Reproduce the text of the material below verbatim, line by line, leaving out the pictures.
☆ ☆ ☆ ☆
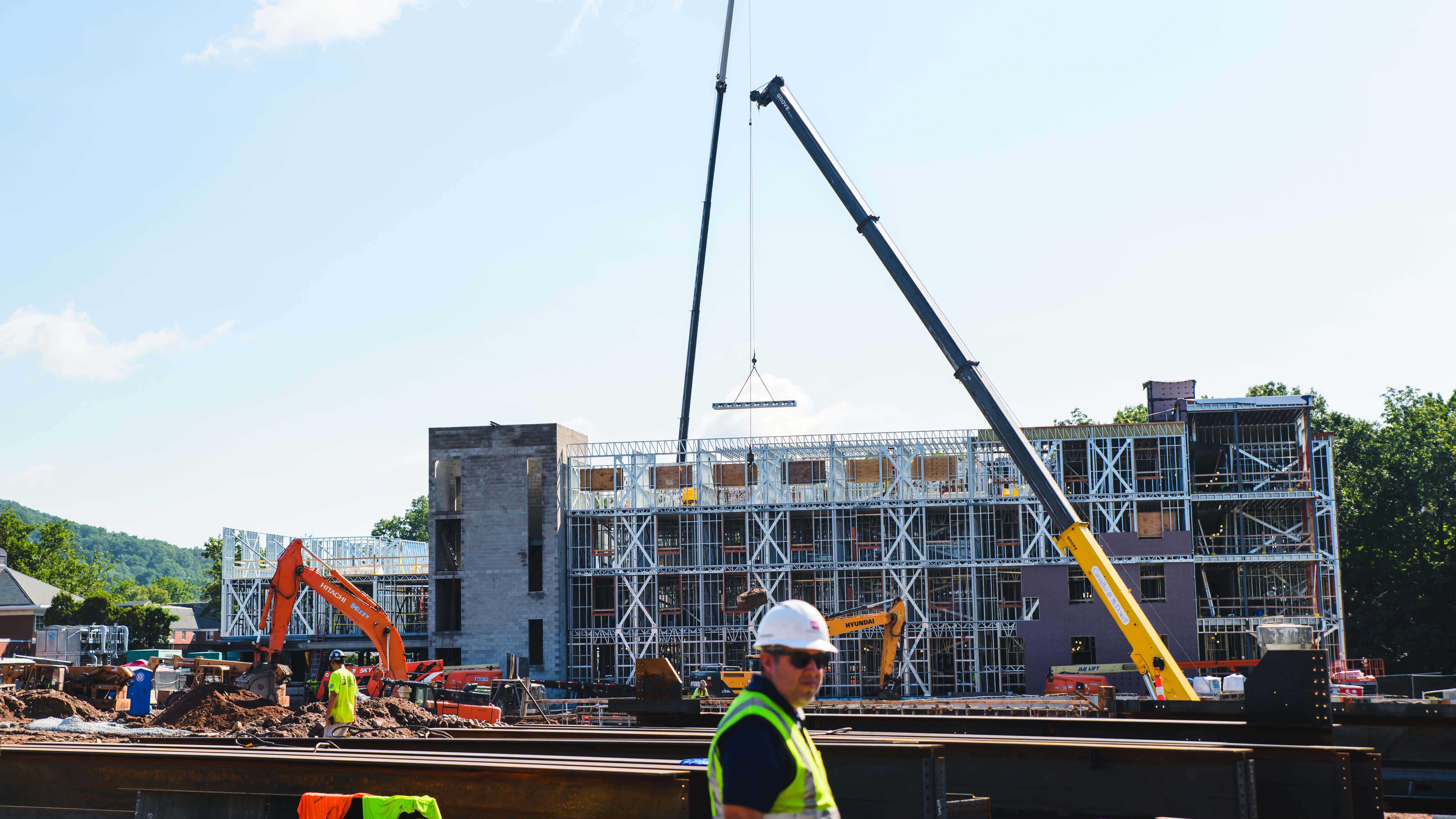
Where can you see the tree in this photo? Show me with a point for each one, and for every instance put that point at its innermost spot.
(49, 553)
(1397, 505)
(15, 539)
(213, 574)
(414, 526)
(169, 591)
(148, 626)
(1078, 420)
(1132, 414)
☆ ☆ ☆ ☆
§ WRITTEN RESPONSE:
Where can you see the tree in this photo? Show me with a point for each one, and for every instance put that point at its innermost spot.
(49, 553)
(1397, 505)
(15, 539)
(213, 574)
(414, 526)
(169, 591)
(148, 626)
(1078, 420)
(1132, 414)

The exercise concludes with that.